__EXERCISE MATERIAL__
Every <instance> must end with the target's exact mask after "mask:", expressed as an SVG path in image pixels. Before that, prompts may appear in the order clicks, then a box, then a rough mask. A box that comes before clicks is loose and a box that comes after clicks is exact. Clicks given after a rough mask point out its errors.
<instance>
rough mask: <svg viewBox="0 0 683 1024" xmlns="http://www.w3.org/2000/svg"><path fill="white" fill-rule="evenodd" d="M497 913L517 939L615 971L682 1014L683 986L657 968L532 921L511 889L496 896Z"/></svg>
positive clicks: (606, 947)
* * *
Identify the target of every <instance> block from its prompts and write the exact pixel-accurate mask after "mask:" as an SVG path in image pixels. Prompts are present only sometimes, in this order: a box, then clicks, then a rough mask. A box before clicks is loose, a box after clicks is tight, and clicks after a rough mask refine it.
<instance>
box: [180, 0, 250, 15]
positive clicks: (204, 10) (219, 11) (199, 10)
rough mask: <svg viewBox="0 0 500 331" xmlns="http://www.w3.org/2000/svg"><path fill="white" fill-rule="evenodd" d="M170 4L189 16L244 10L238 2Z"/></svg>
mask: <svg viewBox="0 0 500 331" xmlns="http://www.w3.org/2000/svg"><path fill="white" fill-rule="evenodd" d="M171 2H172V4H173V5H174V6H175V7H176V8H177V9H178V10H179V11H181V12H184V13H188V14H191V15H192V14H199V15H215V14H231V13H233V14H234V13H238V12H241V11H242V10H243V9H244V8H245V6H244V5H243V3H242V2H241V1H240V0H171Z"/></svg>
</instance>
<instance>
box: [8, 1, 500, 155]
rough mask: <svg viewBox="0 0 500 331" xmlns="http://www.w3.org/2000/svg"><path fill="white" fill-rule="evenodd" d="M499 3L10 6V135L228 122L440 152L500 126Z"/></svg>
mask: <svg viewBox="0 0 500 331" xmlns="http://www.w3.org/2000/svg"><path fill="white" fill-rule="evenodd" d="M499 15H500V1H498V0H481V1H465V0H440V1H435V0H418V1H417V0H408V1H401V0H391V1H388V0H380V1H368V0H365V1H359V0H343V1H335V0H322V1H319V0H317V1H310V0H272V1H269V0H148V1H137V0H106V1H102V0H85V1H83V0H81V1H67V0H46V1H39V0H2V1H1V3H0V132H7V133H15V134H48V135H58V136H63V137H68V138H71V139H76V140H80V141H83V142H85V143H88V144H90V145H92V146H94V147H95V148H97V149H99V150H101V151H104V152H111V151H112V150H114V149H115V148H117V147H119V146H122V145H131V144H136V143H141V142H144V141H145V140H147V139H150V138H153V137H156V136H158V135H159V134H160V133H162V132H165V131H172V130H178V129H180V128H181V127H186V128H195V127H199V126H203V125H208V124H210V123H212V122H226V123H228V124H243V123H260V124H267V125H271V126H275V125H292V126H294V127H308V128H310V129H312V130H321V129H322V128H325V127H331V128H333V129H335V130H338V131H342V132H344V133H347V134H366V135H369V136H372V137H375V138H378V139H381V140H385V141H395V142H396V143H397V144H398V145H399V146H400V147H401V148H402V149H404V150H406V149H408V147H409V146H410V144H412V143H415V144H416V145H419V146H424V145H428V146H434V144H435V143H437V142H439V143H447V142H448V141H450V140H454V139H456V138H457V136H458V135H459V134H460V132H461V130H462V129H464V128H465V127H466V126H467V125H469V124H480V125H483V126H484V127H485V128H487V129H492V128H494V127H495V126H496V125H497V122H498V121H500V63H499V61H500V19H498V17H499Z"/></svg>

__ASSIGNMENT__
State how many lines of the records above hold the word "prompts", adding nothing beyond the number.

__ANSWER BOX__
2